Durante la Edad Media occidental también abundaron ejemplos al respecto, sobre todo sectas utópicas comunalistas y milenaristas, y no han faltado autores que se han remontado a los monasterios y órdenes religiosas medievales para encontrar ejemplos prácticos de trabajo en cooperación. Del mismo, aunque a menor escala, desde el siglo XVI sectas cristianas protestantes practicaron mezclas de cooperación y ayuda mutua con trabajo familiar individual. En 1696 el terrateniente cuáquero Bellers presentó un proyecto al Parlamento inglés para crear cooperativas autosuficientes formadas por entre 200 y 300 miembros. En 1760 obreros de los arsenales ingleses de Chatham y Woolwich fundaron cooperativas de molino y panadería para bajar los altos precios oficiales y pronto esa experiencia se expandió a otros oficios. En febrero de 1819 tras once semanas de huelga obreros del tabaco ingleses organizaron ellos mismos la producción.

Owen (1771-1858), fue el máximo exponente en Gran Bretaña de un socialismo que rechaza la lucha de clases y que propugna la reforma económica mediante, entre otras cosas, el cooperativismo de producción y consumo, y mediante bolsas de trabajo. En 1824 Owen logró reunir la apreciable cantidad de 50.000 libras esterlinas comprando 8.000 hectáreas de campos y talleres; en 1825 llegaron los primeros miembros de «Nueva Armonía» y la armonía desapareció desde el primer segundo de experiencia colectiva. La producción cooperativa resultó un fracaso; las relaciones interpersonales entre los 900 miembros degeneraron en fracciones radicalmente opuestas; los trabajos comunales internos, desde la cocina hasta los aseos, originaban múltiples disputas; el autoritarismo personalista de Owen echaba leña a los fuegos de las disputas, y sólo se salvó el sistema educativo.

######

PROBLEMA BREVE A -
Por favor, cuenta las líneas de las filas que contienen la cadena "Target" y responde solo con el número.

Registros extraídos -
######

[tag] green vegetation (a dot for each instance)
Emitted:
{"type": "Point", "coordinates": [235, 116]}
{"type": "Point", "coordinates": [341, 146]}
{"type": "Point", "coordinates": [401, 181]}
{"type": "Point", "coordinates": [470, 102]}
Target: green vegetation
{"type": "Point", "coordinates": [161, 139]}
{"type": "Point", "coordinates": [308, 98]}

######

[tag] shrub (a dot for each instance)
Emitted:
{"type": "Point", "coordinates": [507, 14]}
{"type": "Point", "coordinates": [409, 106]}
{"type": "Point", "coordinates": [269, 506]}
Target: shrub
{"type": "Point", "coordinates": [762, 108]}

######

PROBLEMA BREVE B -
Según la sección del documento, ¿qué fue lo único que se salvó de la experiencia de «Nueva Armonía»?

RESULTADO FINAL A -
2

RESULTADO FINAL B -
El sistema educativo.